RAW DATA:

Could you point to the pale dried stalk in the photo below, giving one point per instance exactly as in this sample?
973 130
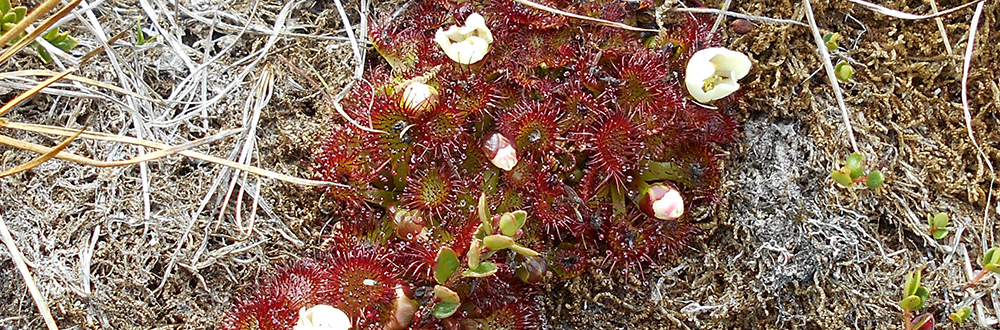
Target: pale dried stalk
898 14
29 281
584 18
831 75
129 140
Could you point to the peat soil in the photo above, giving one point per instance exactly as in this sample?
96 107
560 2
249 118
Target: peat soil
788 248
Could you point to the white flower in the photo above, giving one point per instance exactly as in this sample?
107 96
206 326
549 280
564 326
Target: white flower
419 96
663 202
712 73
500 151
466 44
322 317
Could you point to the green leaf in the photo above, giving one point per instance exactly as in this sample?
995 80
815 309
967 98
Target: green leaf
911 303
940 233
20 11
857 173
498 242
484 214
992 267
842 179
530 269
448 304
941 220
875 179
992 256
509 225
485 269
912 283
443 310
923 322
923 293
855 161
520 249
42 53
961 315
446 295
831 40
445 265
843 71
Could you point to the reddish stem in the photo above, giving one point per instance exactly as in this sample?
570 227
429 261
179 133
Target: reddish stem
976 280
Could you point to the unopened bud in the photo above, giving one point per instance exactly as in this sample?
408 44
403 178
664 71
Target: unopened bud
418 96
662 201
322 317
500 151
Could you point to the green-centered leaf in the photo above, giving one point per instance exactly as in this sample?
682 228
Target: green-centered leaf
446 294
875 179
855 161
443 310
940 220
911 303
940 233
445 265
498 242
961 315
842 178
520 249
912 283
992 256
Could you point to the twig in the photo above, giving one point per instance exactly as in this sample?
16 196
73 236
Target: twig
968 116
584 18
898 14
738 15
31 92
359 69
18 258
940 24
718 20
52 152
831 74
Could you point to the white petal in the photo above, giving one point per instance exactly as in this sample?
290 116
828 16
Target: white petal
717 69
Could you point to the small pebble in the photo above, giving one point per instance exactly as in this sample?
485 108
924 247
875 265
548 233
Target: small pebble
741 26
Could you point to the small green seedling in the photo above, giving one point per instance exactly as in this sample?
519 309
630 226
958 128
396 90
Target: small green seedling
140 37
843 71
10 16
938 224
832 40
447 302
991 263
854 171
914 297
961 315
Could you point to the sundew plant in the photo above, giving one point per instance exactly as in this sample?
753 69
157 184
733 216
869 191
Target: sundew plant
495 146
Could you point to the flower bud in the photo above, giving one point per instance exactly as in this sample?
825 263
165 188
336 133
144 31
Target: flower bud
418 96
466 44
712 73
662 201
500 151
322 317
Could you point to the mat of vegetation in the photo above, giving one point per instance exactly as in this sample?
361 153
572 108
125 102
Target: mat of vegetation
172 243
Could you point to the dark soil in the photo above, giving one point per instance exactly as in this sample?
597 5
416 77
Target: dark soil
787 249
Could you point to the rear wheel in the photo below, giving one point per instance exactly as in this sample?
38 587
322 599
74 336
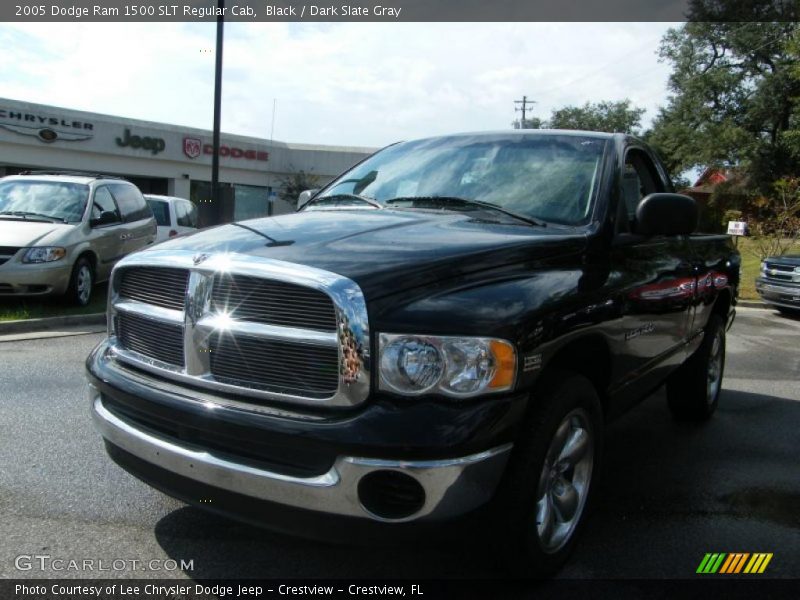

EXERCISE DIRECTIONS:
Go through the entries above and pull out each line with "below" in it.

ANSWER SECTION:
Could you point to the pale dried stalk in the photo below, giving one point per instance exactly as in this sample?
Could you point to the rear wheel in the photo below, giving one point per instance exactly as in this sample?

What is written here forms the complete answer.